TASK INSTRUCTIONS:
Return all of the entries exactly as written.

╭─ ENTRIES SUPPLIED

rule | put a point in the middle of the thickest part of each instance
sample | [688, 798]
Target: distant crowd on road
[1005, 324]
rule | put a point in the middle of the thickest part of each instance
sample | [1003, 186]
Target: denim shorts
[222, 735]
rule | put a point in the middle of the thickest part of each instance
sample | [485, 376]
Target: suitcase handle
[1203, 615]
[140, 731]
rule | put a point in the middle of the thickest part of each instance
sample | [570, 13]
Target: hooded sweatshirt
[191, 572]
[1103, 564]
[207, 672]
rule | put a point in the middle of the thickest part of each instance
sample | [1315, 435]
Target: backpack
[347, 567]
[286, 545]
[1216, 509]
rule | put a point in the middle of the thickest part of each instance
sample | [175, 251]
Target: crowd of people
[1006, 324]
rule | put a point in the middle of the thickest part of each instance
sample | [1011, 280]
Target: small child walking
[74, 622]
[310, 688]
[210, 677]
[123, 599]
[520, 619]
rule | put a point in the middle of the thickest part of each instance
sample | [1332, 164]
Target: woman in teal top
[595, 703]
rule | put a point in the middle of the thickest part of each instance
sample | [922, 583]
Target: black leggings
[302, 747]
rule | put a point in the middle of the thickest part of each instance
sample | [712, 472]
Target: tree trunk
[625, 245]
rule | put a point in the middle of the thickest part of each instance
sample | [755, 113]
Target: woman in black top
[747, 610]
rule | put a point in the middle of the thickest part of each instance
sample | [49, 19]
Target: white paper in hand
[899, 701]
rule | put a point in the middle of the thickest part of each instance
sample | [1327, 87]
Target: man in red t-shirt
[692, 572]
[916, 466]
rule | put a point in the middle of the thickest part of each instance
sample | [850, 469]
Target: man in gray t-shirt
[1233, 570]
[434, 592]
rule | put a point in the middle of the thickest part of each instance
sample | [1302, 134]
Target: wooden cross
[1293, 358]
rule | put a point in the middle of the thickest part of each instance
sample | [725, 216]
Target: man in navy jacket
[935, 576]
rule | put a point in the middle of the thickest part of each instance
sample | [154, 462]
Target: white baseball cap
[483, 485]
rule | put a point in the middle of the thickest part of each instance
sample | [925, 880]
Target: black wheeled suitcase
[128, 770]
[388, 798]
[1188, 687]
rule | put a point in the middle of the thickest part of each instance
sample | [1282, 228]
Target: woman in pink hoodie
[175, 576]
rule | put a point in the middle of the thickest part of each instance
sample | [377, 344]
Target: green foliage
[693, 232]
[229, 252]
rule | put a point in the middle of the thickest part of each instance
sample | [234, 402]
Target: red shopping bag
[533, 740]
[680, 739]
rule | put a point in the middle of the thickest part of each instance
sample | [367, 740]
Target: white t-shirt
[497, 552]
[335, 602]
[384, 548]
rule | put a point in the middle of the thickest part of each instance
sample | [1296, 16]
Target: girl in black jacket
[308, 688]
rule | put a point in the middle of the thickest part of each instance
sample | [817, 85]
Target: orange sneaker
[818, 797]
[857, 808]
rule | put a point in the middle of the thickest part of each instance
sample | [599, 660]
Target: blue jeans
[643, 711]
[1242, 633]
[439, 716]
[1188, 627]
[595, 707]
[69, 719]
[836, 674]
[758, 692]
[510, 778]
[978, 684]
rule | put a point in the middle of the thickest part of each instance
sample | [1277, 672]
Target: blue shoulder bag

╰─

RESULT OF THIS EXERCISE:
rule | put a point in the middle of the thickest part of each instance
sample | [688, 798]
Target: distant crowd on road
[1005, 324]
rule | put a point in the middle of the thickest part of each instance
sample | [1003, 186]
Target: denim shorts
[222, 735]
rule | put a point in the middle of the thickest part of each instance
sample | [485, 376]
Target: suitcase handle
[1203, 615]
[140, 731]
rule | put a point in the middle of the thickest part of each instance
sample | [570, 13]
Target: hooded sweatshirt
[191, 572]
[1103, 564]
[207, 672]
rule | put a point in the middle of the thickest part of each instance
sample | [1315, 435]
Target: backpack
[347, 567]
[286, 545]
[1216, 509]
rule | put a point in the middle of the thickest part of each instance
sample | [175, 251]
Target: crowd of people
[1006, 324]
rule | put a point in the middle of the thickest part of each instance
sample | [1011, 280]
Target: small child walking
[74, 622]
[310, 688]
[210, 677]
[123, 599]
[520, 619]
rule | put a point in the middle of the thickest part of each instance
sample | [1332, 164]
Target: woman in teal top
[595, 703]
rule | put a point in the middle of the thickest part of each instance
sample | [922, 583]
Target: black leggings
[302, 747]
rule | put a point in the middle of the thickest part of each instance
sample | [712, 472]
Target: tree trunk
[625, 245]
rule | put a point in the middle of the thickest part of each instance
sample | [755, 113]
Target: woman in black top
[747, 610]
rule | put a point in the middle of the thickest part of each instance
sample | [49, 19]
Target: white paper in hand
[899, 701]
rule | put a point in the middle of the thickest part of each instance
sample | [1327, 87]
Target: man in red t-shirt
[692, 572]
[916, 466]
rule | put a point in the middle of the thickest part of each instance
sample | [850, 469]
Target: man in gray t-shirt
[1233, 570]
[434, 592]
rule | put a point in the middle of the thickest part of each instance
sample | [1302, 134]
Target: wooden cross
[1293, 358]
rule | put a point in the middle of the thickest part of each instance
sample | [725, 216]
Target: man in navy jacket
[935, 576]
rule | put a point in the middle of the thickest part of each instance
sample | [154, 462]
Target: white baseball cap
[483, 485]
rule | put a point in the middle of the thickest part of each instance
sample | [925, 880]
Target: black wheeled suitcase
[128, 770]
[388, 798]
[1188, 687]
rule | put a point in the middle of the thickest part of each instance
sample | [1282, 228]
Target: woman in pink hoodie
[175, 576]
rule | put a point in the middle of the thickest part of each instance
sample | [377, 344]
Target: green foliage
[693, 232]
[229, 252]
rule | put a point in the middle of the thickest part of each instance
sample | [234, 402]
Target: red shopping bag
[533, 740]
[680, 739]
rule | put a point in the middle of the thickest part of each instance
sample | [367, 740]
Target: white t-shirt
[497, 552]
[335, 602]
[384, 548]
rule | put a point in the middle of the thickest part of each instance
sample | [1296, 16]
Target: girl in black jacket
[308, 688]
rule | put a point in the middle of the thickest part of each instance
sample | [817, 85]
Target: orange sneaker
[818, 797]
[857, 808]
rule | put a point in the middle of the thickest part of each instance
sample | [599, 660]
Target: blue jeans
[643, 711]
[1242, 633]
[439, 716]
[1188, 627]
[595, 707]
[69, 719]
[836, 674]
[758, 692]
[510, 778]
[978, 684]
rule | put a point in the middle of the thickest part of each instance
sample | [1277, 672]
Target: blue shoulder bag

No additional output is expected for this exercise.